| SUPPLIED PASSAGE |
*-*-*
Bart vs. the Space Mutants was designed by Garry Kitchen, who was approached by Acclaim in 1989 while the original Simpsons shorts were airing on The Tracy Ullman Show. Full production began in May 1990 with an intended release by Christmas 1990, development issues caused the game to be delayed to early 1991. Upon release, Bart vs. the Space Mutants received mixed reviews, with criticism directed towards the control and high difficulty level. However, it was also a commercial success, selling over one million copies and becoming a best-seller for the NES. It was followed the same year with The Simpsons: Bart vs. the World.

==Plot and gameplay==
Bart vs. the Space Mutants is a 2D side-scrolling platformer. In the single-player game, Bart Simpson is the only one who knows of the aliens' secret plan due to an unlikely quirk that he discovers when using his X-ray glasses, which he ordered from an ad on the last page of a comic book. It turns out that the X-ray specs, which Bart procured to see the nakedness of girls through their clothes, also exposed certain Springfield characters as being possessed by Space Mutants.

With this knowledge of the aliens' secret plan, Bart has to stop them from collecting the items they need to build their "ultimate weapon" to take over the world. There are five levels, in which Bart must collect or destroy a certain number of these items (purple objects in the first level, hats in the second, balloons in the third, exit signs in the fourth, and nuclear rods in the fifth). If Bart loses a life he says "Eat my shorts!" Another objective of Bart vs. the Space Mutants is to help Bart convince the other members of the Simpson family about the aliens' existence so that they will help him during the levels. This is achieved when Bart defeats a disguised space mutant, whereupon he collects a letter. Should he spell out the first name of a family member, said member will aid him in the boss battle. The five stages are the streets of Springfield, the Springfield Mall, Krustyland Amusement Park, a natural history museum, and the Springfield Nuclear Power Plant. If Bart exhausts all his lives, an end scene will be shown depending on what stage it took place, where the aliens gloat over their victory and/or mock Bart. If Bart completes the game, an end scene will be shown where the enraged aliens vow never to return to Earth, but try to accept defeat graciously and do something to pay their respects to the boy who thwarted them. Six months later, the Simpsons are vacationing in South Dakota when they notice a fifth face on Mount Rushmore that looks like Bart's.
*-*-*
| INFORMATION GIVEN |

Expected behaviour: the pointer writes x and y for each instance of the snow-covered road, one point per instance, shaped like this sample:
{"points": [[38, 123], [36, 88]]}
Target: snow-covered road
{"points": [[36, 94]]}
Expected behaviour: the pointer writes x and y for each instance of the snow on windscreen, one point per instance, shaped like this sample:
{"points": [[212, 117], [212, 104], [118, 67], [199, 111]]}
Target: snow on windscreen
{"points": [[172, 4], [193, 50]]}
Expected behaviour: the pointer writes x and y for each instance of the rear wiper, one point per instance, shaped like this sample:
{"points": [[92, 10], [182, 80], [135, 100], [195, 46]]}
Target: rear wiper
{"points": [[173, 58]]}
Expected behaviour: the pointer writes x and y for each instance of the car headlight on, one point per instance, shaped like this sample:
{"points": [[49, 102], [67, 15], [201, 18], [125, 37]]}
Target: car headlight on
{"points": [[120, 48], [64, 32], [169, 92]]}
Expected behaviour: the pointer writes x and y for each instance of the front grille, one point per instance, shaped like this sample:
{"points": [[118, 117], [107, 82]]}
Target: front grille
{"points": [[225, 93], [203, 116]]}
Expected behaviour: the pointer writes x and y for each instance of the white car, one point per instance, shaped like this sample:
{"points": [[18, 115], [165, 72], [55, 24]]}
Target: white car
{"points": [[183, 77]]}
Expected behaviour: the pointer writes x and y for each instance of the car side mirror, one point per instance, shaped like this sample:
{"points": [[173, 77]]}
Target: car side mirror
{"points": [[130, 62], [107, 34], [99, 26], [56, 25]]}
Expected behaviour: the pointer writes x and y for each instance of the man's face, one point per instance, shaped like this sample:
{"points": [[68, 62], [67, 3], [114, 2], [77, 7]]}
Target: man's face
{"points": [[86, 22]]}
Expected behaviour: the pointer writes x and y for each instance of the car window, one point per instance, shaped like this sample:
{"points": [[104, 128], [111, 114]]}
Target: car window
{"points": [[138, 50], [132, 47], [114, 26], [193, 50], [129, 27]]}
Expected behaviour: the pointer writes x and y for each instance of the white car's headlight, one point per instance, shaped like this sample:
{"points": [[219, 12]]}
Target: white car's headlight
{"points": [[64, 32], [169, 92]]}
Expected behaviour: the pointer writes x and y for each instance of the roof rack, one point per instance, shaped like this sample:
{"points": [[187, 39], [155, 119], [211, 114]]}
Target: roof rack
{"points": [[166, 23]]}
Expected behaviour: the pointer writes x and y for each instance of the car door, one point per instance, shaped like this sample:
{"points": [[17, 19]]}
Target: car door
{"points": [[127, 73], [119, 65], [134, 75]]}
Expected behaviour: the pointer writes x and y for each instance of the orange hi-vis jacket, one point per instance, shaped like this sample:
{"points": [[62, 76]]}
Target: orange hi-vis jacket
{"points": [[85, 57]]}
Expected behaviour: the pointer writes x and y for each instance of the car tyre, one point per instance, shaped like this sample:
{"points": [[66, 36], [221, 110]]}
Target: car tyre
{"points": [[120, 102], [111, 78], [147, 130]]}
*-*-*
| GOAL |
Proceed with the passage on Bart vs. the Space Mutants, picking up after its final sentence about the face on Mount Rushmore.

| OUTPUT BELOW |
In order to get to some of the items and progress through the game, Bart must use equipment such as rockets and cherry bombs, which are bought with coins that can be collected by getting rid of aliens. Bart is controlled on foot and on a skateboard. To get rid of aliens, which are disguised as real humans, he needs to jump on their heads, although some are just regular humans. The game increases in difficulty with each level, and Bart meets up with a boss at the end of the first four. The levels use elements of The Simpsons and some of the television humor appears in the game: for example, in the first level Bart can make a prank call to the bartender Moe in order for him to run outside so that the player can spray paint his purple apron (an example of an item that the aliens need) into a red color that the aliens do not want. The game includes some minigames.

==Development and release==
Bart vs. the Space Mutants is the first video game based on the animated television series The Simpsons, and includes the theme song from the show. The game was designed by Garry Kitchen, who previously developed Keystone Kapers and Pressure Cooker for Activision. Imagineering developed Bart vs. the Space Mutants for the Nintendo Entertainment System, whereas Arc Developments handled all conversions.

Kitchen stated the game was offered to him by Greg Fischback of Acclaim as the Simpsons shorts were airing on The Tracy Ullman Show in 1989, asking him to look into them as a property to develop it into a game. Kitchen stated the biggest hurdle in development was time as Acclaim really wanted the game to be available before Christmas. Full production began in May 1990, and would finish in December 1990, missing the Christmas deadline. The story of Bart vs. the Space Mutants was written by Barry Marx, a friend from Columbia University. Due to not having access to pre-release Simpsons material, the developers made sure to watch the episodes as they premiered in order to include as many references to the series as possible.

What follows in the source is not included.